• Exercise: Rewrite the rows below, switching every "rough mask" to "coarse mask" and changing nothing else.

╭─ Records to process

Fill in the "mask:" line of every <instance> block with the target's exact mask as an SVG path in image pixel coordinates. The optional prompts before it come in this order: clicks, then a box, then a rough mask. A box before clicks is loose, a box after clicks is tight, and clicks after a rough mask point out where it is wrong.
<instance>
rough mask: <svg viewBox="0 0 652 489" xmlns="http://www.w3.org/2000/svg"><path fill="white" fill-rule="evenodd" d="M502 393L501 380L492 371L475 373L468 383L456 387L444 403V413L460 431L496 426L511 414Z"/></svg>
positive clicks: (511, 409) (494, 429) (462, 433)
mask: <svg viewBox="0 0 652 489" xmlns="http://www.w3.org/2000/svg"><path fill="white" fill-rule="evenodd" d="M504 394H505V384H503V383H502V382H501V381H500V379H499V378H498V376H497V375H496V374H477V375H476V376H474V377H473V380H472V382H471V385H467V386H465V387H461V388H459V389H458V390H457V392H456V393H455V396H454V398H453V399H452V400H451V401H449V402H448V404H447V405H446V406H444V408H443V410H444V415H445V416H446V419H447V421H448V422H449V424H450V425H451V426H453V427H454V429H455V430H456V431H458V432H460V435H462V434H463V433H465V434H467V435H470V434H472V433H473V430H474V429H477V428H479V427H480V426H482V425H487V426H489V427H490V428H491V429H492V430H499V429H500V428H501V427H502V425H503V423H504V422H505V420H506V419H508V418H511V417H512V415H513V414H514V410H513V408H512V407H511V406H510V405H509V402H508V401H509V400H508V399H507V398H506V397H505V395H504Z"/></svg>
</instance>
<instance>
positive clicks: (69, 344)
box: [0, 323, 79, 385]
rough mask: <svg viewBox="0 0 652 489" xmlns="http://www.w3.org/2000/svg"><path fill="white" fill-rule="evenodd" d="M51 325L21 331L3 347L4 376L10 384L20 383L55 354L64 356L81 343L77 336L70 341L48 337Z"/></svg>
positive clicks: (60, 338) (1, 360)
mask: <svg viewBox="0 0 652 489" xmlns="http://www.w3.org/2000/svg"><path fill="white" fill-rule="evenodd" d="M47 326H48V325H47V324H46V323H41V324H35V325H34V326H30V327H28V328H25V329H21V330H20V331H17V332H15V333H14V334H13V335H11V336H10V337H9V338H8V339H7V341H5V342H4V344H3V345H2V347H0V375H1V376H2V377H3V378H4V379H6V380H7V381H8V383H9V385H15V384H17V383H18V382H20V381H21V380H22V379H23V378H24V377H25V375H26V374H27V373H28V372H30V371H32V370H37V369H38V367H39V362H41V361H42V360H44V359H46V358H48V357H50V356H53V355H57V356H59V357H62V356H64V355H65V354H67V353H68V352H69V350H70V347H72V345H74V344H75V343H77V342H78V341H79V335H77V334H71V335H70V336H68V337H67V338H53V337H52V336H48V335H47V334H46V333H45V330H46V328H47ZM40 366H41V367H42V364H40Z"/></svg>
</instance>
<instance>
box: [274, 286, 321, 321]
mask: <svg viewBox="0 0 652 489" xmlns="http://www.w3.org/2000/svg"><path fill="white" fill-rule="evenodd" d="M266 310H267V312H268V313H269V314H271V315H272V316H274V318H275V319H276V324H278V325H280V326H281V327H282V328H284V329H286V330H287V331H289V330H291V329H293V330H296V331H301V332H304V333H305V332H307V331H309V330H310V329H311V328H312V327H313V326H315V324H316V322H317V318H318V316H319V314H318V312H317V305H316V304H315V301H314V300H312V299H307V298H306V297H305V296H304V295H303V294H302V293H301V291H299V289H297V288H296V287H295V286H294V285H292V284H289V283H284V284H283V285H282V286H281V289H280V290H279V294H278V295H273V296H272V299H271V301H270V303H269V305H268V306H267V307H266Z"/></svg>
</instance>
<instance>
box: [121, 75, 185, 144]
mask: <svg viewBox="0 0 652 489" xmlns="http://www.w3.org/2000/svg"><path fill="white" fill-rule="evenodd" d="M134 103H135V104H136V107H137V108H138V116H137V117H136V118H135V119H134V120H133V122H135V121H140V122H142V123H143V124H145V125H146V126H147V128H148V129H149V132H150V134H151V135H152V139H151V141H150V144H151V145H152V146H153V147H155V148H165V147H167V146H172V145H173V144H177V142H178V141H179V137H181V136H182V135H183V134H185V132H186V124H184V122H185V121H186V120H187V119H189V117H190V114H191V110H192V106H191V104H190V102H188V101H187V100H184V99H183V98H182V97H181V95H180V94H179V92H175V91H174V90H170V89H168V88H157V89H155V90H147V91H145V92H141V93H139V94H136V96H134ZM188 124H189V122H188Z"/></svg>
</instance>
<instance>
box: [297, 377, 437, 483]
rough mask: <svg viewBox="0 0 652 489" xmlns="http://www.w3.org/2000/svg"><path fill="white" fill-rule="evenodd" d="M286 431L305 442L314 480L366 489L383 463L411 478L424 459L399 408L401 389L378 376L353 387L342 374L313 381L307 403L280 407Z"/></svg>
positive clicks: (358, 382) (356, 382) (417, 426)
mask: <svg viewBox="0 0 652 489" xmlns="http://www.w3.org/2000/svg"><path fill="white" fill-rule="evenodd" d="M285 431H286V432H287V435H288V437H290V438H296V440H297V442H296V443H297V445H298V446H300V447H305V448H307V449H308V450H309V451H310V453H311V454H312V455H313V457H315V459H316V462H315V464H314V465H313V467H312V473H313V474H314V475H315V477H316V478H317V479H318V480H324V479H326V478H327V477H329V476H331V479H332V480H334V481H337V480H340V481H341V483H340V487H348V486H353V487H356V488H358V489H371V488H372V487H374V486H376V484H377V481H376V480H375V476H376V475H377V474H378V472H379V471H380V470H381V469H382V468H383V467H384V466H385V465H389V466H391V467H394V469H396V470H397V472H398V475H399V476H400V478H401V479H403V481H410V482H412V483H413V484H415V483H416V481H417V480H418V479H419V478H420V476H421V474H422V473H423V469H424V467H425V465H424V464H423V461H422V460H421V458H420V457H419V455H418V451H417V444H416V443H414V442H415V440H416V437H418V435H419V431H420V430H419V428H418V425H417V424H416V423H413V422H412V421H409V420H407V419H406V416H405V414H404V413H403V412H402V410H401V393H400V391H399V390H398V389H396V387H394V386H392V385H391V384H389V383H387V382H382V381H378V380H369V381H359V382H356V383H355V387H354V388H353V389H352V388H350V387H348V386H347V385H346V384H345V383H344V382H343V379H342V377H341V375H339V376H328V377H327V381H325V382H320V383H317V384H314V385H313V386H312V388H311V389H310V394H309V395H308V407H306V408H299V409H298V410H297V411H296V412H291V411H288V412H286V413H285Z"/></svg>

╰─

• Task response:
Fill in the "mask:" line of every <instance> block with the target's exact mask as an SVG path in image pixel coordinates. The optional prompts before it come in this order: clicks, then a box, then a coarse mask. A box before clicks is loose, a box after clicks is tight, and clicks after a coarse mask point out where it is wrong.
<instance>
coarse mask: <svg viewBox="0 0 652 489" xmlns="http://www.w3.org/2000/svg"><path fill="white" fill-rule="evenodd" d="M502 393L501 380L492 371L475 373L468 383L456 387L444 403V413L460 431L496 426L511 414Z"/></svg>
positive clicks: (511, 409) (494, 429) (462, 433)
mask: <svg viewBox="0 0 652 489" xmlns="http://www.w3.org/2000/svg"><path fill="white" fill-rule="evenodd" d="M504 394H505V384H503V383H502V382H501V381H500V379H499V378H498V376H497V375H496V374H477V375H476V376H474V377H473V380H472V382H471V385H467V386H465V387H461V388H459V389H458V390H457V392H456V393H455V396H454V398H453V399H452V400H451V401H449V402H448V404H447V405H446V406H444V408H443V410H444V415H445V416H446V419H447V421H448V422H449V424H450V425H451V426H453V427H454V429H455V430H456V431H458V432H460V435H462V434H463V433H465V434H467V435H470V434H472V433H473V430H474V429H477V428H479V427H480V426H482V425H487V426H489V427H490V428H491V429H492V430H499V429H500V428H501V427H502V425H503V423H504V422H505V420H506V419H508V418H511V417H512V415H513V414H514V410H513V408H512V407H511V406H510V405H509V402H508V401H509V400H508V399H507V398H506V397H505V395H504Z"/></svg>
</instance>
<instance>
positive clicks: (69, 344)
box: [0, 323, 79, 385]
coarse mask: <svg viewBox="0 0 652 489" xmlns="http://www.w3.org/2000/svg"><path fill="white" fill-rule="evenodd" d="M51 325L21 331L3 347L4 376L10 384L20 383L55 354L64 356L81 343L77 336L70 341L48 337Z"/></svg>
positive clicks: (60, 338) (1, 360)
mask: <svg viewBox="0 0 652 489" xmlns="http://www.w3.org/2000/svg"><path fill="white" fill-rule="evenodd" d="M47 326H48V325H47V324H46V323H41V324H35V325H34V326H30V327H28V328H25V329H21V330H20V331H17V332H15V333H14V334H13V335H11V336H10V337H9V338H8V339H7V341H5V342H4V344H3V345H2V347H0V375H1V376H2V377H3V378H4V379H6V380H7V381H8V383H9V385H15V384H17V383H18V382H20V381H21V380H22V379H23V378H24V377H25V375H26V374H27V373H28V372H30V371H32V370H37V369H38V367H39V362H41V361H42V360H44V359H46V358H48V357H50V356H53V355H57V356H59V357H62V356H64V355H65V354H67V353H68V352H69V350H70V347H72V345H74V344H75V343H77V342H78V341H79V335H77V334H71V335H70V336H68V337H67V338H53V337H52V336H48V335H47V334H46V333H45V330H46V328H47ZM40 366H41V367H42V364H40Z"/></svg>
</instance>
<instance>
box: [274, 286, 321, 321]
mask: <svg viewBox="0 0 652 489" xmlns="http://www.w3.org/2000/svg"><path fill="white" fill-rule="evenodd" d="M266 310H267V312H268V313H269V314H271V315H272V316H274V318H275V319H276V324H278V325H280V326H281V327H282V328H284V329H286V330H287V331H289V330H291V329H293V330H296V331H301V332H304V333H305V332H307V331H309V330H310V329H311V328H312V327H313V326H315V324H316V322H317V318H318V316H319V314H318V312H317V305H316V304H315V301H314V300H312V299H307V298H306V297H305V296H304V295H303V294H302V293H301V291H299V289H297V288H296V287H295V286H294V285H292V284H289V283H284V284H283V285H282V286H281V289H280V290H279V294H278V295H273V296H272V299H271V301H270V303H269V305H268V306H267V307H266Z"/></svg>
</instance>
<instance>
box: [121, 75, 185, 144]
mask: <svg viewBox="0 0 652 489" xmlns="http://www.w3.org/2000/svg"><path fill="white" fill-rule="evenodd" d="M134 103H135V104H136V107H137V108H138V116H137V117H136V118H135V119H134V120H133V122H135V121H140V122H142V123H143V124H145V125H146V126H147V128H148V129H149V132H150V134H151V135H152V139H151V141H150V144H151V145H152V146H153V147H155V148H165V147H167V146H172V145H173V144H177V142H178V141H179V137H181V136H182V135H183V134H185V132H186V124H184V122H185V121H186V120H187V119H189V117H190V114H191V110H192V106H191V104H190V102H188V101H187V100H184V99H183V98H182V97H181V95H180V94H179V92H175V91H174V90H170V89H168V88H157V89H155V90H147V91H145V92H141V93H139V94H136V96H134ZM188 124H189V122H188Z"/></svg>
</instance>
<instance>
box: [297, 377, 437, 483]
coarse mask: <svg viewBox="0 0 652 489" xmlns="http://www.w3.org/2000/svg"><path fill="white" fill-rule="evenodd" d="M286 431L305 442L314 480L366 489L383 463L411 478L424 459L399 408L401 389L378 376L353 387L342 374L313 381L307 403L280 407Z"/></svg>
positive clicks: (358, 382) (356, 382) (417, 426)
mask: <svg viewBox="0 0 652 489" xmlns="http://www.w3.org/2000/svg"><path fill="white" fill-rule="evenodd" d="M285 431H286V432H287V435H288V437H290V438H296V440H297V442H296V443H297V445H298V446H300V447H305V448H307V449H308V450H309V451H310V453H311V454H312V455H313V457H315V459H316V462H315V464H314V465H313V467H312V473H313V474H314V475H315V477H316V478H317V479H318V480H324V479H326V478H327V477H329V476H331V479H332V480H334V481H337V480H340V481H341V483H340V487H348V486H353V487H356V488H358V489H371V488H372V487H374V486H376V484H377V481H376V480H375V476H376V475H377V474H378V472H379V471H380V470H381V469H382V468H383V467H384V466H385V465H389V466H391V467H394V469H396V470H397V472H398V475H399V476H400V478H401V479H403V481H410V482H412V483H413V484H415V483H416V481H417V480H418V479H419V478H420V476H421V474H422V473H423V469H424V467H425V465H424V464H423V461H422V460H421V458H420V457H419V455H418V451H417V444H416V443H414V442H415V440H416V437H418V435H419V431H420V430H419V428H418V425H417V424H416V423H413V422H412V421H409V420H407V419H406V416H405V414H404V413H403V412H402V410H401V393H400V391H399V390H398V389H396V387H394V386H392V385H391V384H389V383H387V382H382V381H378V380H369V381H359V382H356V383H355V387H354V388H353V389H352V388H350V387H348V386H347V385H346V384H345V383H344V382H343V379H342V377H341V375H339V376H328V377H327V381H325V382H320V383H317V384H314V385H313V386H312V388H311V389H310V394H309V395H308V407H306V408H299V409H298V410H297V411H296V412H291V411H288V412H286V413H285Z"/></svg>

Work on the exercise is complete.